BEGIN Stored data

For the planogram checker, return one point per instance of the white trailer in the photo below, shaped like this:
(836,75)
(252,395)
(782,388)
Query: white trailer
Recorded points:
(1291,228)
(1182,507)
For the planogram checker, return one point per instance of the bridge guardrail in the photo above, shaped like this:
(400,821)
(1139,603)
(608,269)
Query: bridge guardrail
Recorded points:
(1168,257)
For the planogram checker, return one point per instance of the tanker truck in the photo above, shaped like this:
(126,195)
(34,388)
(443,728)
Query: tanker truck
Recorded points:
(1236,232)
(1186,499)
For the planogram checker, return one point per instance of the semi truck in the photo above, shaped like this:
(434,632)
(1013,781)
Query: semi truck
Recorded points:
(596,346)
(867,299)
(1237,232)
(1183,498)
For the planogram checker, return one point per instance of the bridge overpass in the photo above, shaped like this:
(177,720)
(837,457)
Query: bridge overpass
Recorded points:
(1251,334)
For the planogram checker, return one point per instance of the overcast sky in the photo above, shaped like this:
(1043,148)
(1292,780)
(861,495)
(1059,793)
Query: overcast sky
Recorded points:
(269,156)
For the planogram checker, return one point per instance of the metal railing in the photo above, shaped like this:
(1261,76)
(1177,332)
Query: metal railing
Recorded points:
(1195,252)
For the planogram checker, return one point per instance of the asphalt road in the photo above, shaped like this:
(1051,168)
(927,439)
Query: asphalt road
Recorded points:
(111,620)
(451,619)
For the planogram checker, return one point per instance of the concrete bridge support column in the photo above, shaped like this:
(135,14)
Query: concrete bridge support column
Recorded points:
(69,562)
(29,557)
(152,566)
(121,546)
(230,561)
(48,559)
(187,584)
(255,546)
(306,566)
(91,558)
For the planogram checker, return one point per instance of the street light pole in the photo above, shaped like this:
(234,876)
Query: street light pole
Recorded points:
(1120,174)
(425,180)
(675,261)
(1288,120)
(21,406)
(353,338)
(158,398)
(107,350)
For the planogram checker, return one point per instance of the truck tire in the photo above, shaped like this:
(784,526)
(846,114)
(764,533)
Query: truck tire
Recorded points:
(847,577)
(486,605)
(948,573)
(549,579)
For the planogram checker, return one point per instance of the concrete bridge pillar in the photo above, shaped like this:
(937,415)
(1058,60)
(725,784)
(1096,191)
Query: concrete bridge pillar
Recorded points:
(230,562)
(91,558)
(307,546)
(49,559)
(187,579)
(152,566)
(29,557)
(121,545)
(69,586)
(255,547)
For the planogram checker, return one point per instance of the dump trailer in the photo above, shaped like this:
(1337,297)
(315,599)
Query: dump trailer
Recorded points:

END Stored data
BEGIN Stored data

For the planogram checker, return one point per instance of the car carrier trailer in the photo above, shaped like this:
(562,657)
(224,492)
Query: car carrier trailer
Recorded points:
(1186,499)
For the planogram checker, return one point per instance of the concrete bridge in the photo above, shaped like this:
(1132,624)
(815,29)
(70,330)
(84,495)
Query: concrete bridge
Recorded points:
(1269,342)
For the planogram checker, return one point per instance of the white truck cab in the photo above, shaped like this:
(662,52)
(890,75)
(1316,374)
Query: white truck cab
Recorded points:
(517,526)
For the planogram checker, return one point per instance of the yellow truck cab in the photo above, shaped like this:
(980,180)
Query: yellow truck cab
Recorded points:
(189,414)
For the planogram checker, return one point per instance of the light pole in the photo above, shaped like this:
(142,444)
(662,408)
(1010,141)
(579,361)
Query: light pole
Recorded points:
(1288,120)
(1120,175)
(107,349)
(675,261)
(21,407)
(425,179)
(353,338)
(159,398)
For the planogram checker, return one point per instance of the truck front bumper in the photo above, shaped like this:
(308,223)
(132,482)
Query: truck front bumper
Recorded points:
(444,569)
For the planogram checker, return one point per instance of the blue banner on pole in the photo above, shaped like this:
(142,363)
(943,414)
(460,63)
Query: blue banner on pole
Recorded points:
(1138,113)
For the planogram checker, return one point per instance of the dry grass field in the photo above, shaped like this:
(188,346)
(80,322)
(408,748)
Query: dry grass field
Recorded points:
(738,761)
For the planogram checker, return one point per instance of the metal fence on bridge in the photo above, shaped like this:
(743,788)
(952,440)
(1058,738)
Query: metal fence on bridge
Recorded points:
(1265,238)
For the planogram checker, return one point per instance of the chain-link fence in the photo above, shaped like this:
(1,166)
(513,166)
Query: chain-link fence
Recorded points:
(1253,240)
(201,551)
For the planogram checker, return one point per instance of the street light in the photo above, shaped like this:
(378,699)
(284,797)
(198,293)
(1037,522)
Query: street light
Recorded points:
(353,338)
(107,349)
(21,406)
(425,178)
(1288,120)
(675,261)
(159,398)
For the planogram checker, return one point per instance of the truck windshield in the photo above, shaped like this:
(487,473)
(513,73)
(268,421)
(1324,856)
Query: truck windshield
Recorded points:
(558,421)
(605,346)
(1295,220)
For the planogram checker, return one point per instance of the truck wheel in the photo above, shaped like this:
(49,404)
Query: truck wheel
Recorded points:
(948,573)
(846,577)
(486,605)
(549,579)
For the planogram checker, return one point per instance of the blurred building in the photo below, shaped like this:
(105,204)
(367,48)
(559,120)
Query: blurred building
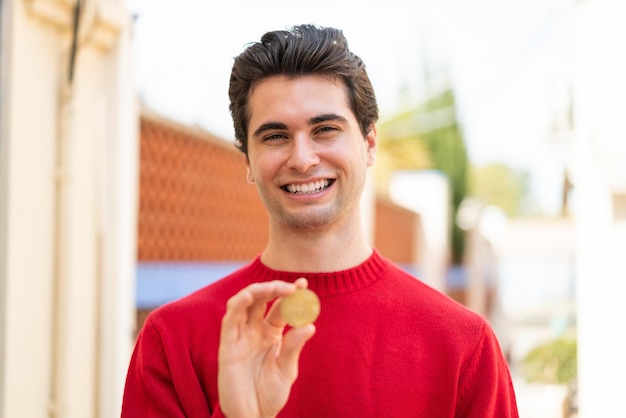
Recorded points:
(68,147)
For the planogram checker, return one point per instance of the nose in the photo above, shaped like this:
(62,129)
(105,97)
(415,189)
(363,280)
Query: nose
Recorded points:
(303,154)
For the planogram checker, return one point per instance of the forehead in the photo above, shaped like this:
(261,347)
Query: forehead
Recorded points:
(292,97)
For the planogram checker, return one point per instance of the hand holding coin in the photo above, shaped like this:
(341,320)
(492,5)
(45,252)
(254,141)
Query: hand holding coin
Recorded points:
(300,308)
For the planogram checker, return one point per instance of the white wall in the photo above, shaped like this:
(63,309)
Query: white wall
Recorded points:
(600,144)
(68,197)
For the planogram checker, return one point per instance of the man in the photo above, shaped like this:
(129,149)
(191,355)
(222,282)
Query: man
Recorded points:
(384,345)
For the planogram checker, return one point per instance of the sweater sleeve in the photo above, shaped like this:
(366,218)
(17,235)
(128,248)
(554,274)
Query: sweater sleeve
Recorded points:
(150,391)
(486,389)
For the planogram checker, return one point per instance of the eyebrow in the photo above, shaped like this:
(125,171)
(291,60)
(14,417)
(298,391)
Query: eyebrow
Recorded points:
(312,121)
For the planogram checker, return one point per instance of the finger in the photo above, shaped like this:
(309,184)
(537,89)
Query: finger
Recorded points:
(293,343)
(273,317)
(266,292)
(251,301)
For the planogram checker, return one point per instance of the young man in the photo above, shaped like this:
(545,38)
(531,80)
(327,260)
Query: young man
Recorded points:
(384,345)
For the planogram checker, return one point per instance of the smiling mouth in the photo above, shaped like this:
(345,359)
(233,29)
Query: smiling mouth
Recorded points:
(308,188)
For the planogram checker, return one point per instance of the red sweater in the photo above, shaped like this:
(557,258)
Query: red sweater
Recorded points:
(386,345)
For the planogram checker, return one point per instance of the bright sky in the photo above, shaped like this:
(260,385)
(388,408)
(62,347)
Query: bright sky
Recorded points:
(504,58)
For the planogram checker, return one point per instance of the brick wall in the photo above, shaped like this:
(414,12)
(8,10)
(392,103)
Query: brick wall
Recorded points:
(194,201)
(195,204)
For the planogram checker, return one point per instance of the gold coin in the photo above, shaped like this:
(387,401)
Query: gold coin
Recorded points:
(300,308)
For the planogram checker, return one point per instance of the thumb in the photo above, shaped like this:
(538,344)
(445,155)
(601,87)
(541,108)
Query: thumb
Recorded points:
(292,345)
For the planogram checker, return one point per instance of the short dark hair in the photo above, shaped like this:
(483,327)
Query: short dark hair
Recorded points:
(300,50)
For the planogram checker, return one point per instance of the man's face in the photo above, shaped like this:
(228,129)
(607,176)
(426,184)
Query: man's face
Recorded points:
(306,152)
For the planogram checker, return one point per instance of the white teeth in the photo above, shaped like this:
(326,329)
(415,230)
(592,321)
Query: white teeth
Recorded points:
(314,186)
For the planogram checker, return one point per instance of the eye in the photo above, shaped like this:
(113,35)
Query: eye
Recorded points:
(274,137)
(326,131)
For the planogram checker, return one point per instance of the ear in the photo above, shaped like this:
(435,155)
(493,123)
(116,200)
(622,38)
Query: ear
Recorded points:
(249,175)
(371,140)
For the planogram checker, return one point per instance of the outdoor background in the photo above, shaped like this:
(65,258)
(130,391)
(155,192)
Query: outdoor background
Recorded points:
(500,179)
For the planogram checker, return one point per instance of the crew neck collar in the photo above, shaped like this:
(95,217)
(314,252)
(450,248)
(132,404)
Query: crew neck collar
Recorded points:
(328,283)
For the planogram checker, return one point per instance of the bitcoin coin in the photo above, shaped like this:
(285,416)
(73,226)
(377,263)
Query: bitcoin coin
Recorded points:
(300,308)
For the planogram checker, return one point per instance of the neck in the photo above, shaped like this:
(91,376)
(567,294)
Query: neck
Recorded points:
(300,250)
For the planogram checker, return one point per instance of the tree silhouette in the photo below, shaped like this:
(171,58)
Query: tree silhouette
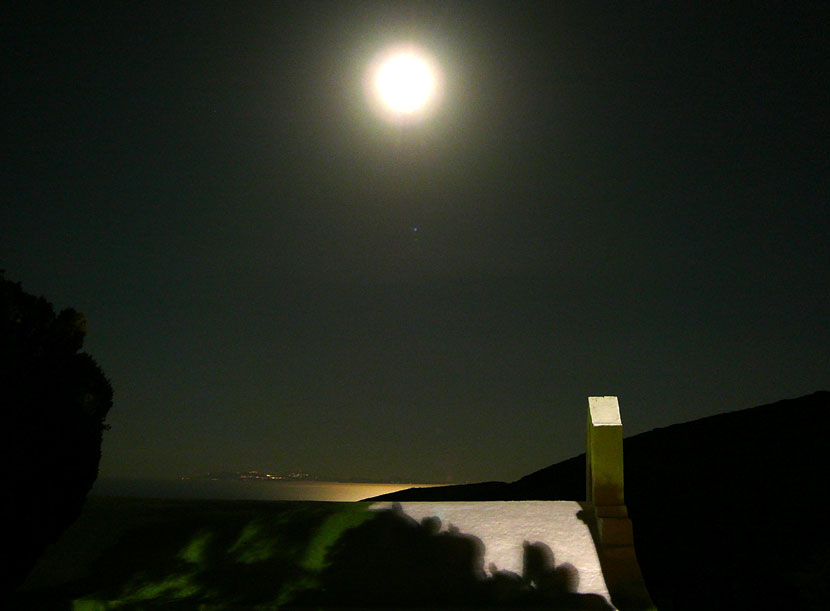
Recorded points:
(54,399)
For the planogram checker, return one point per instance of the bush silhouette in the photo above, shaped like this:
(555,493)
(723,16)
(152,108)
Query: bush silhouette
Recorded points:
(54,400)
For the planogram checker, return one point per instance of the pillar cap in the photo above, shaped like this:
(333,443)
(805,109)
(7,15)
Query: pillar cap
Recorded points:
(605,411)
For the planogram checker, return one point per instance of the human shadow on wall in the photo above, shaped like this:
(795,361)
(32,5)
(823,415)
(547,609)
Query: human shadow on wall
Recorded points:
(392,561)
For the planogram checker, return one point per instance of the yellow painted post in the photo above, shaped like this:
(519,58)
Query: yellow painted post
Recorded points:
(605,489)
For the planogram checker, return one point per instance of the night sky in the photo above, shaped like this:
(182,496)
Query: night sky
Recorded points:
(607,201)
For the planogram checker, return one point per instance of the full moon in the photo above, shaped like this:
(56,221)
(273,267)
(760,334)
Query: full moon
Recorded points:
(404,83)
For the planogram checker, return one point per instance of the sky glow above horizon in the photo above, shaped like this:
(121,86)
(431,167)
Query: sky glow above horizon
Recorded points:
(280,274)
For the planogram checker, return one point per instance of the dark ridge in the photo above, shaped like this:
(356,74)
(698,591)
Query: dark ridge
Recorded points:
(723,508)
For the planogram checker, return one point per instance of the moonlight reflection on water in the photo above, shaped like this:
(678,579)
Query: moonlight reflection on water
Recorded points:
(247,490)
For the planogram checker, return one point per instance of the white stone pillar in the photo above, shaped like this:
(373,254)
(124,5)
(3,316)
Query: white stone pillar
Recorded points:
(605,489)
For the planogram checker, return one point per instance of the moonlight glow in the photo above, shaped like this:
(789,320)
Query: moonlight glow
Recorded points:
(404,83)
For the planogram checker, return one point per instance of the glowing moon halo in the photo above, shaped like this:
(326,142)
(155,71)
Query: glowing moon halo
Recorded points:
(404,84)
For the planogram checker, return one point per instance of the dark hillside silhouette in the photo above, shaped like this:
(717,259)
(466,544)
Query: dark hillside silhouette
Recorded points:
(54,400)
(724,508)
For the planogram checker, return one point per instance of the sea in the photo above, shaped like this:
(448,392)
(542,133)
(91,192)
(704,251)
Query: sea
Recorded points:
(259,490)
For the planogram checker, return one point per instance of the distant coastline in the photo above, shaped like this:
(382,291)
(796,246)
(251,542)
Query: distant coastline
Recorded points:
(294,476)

END Stored data
BEGIN Stored data

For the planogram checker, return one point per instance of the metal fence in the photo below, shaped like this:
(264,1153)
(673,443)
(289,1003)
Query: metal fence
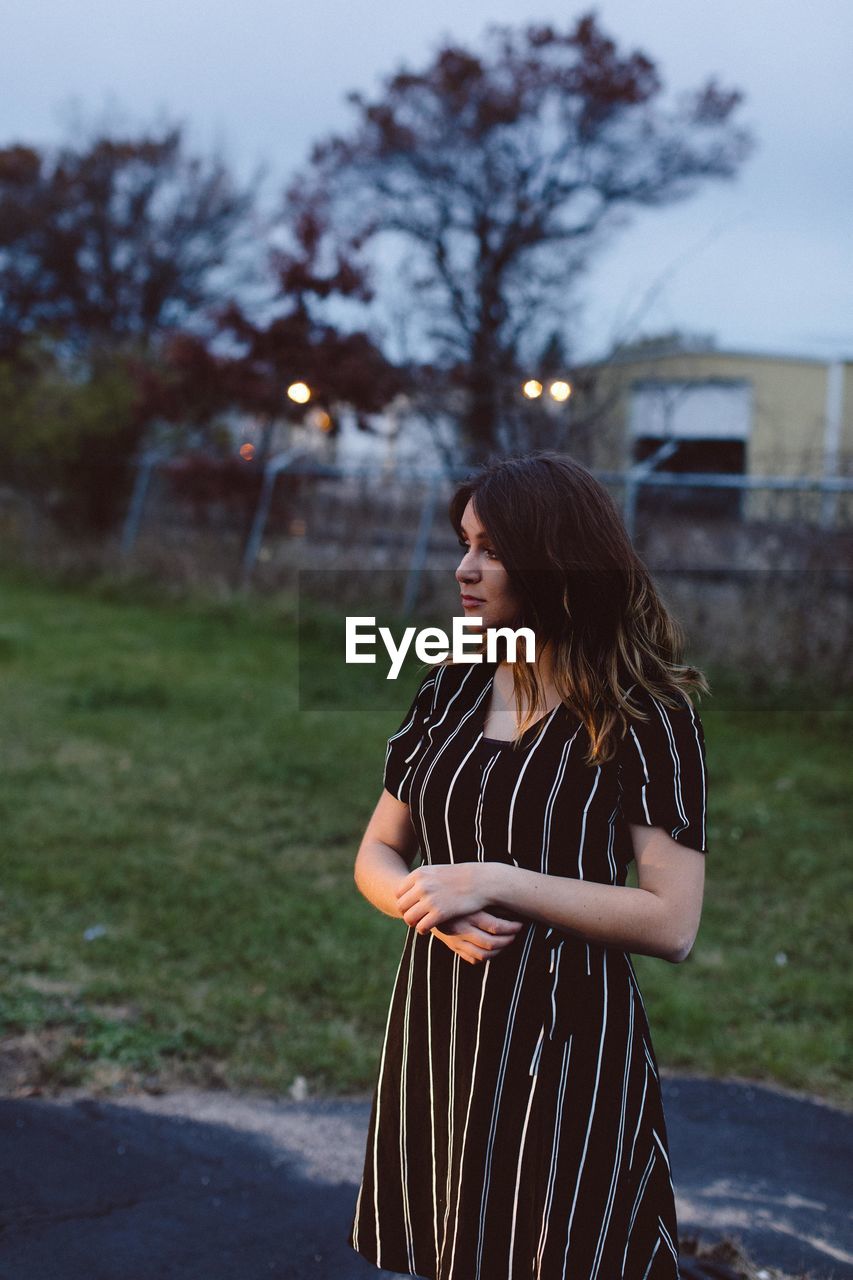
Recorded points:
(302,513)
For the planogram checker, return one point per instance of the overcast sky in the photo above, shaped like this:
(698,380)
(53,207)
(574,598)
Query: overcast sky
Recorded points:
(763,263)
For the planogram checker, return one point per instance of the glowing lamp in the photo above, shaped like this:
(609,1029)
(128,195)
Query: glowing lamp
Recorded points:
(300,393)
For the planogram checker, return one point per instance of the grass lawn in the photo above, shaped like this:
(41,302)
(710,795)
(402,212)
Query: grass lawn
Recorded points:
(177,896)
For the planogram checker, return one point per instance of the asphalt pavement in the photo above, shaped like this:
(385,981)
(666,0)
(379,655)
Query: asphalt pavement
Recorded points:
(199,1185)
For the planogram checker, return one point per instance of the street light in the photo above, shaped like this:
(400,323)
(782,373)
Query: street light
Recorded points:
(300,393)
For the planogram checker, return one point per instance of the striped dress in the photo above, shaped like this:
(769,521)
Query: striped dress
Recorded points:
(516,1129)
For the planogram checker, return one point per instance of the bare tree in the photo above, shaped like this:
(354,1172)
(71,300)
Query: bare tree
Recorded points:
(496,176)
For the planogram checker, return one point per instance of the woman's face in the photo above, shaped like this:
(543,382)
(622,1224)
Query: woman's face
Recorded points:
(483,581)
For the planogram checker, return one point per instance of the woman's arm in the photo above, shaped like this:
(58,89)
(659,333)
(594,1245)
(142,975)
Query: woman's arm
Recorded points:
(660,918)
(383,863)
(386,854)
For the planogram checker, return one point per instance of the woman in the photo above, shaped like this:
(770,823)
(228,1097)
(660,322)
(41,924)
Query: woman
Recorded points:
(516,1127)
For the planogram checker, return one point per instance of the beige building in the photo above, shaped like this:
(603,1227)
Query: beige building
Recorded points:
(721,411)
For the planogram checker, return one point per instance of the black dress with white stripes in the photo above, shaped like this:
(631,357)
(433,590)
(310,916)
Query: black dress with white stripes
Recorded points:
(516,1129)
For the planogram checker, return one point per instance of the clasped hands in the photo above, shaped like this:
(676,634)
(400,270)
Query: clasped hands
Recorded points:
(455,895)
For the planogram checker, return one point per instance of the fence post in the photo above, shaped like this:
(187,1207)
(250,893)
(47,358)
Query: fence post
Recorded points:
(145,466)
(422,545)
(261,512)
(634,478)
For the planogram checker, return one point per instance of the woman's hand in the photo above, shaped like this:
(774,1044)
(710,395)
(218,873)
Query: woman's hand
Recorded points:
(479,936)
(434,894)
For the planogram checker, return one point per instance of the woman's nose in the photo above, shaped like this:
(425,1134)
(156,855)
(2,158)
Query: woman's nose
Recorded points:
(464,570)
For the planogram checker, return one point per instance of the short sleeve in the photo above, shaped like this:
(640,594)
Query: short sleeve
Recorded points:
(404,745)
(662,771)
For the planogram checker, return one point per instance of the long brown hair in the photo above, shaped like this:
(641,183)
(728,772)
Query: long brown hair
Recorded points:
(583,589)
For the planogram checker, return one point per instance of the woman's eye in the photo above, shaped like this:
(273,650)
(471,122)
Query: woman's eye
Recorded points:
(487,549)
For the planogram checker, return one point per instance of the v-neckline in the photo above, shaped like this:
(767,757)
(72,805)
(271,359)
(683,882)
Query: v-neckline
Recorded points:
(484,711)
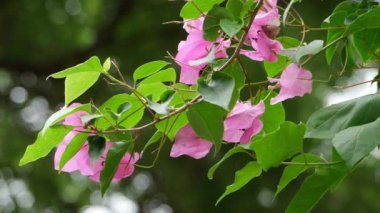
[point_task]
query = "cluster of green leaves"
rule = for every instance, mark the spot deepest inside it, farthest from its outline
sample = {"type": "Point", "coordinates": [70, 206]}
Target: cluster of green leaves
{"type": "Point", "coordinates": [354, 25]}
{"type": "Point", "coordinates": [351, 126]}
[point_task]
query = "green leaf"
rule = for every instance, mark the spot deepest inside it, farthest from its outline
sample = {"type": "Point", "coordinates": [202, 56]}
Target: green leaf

END Stored data

_Work task_
Where does the string "lawn" appear in the records above? Return every line that holds it.

_Answer box_
For the planogram checker, return one point per instance of the grass lawn in the photo above, shaped like this:
Query: grass lawn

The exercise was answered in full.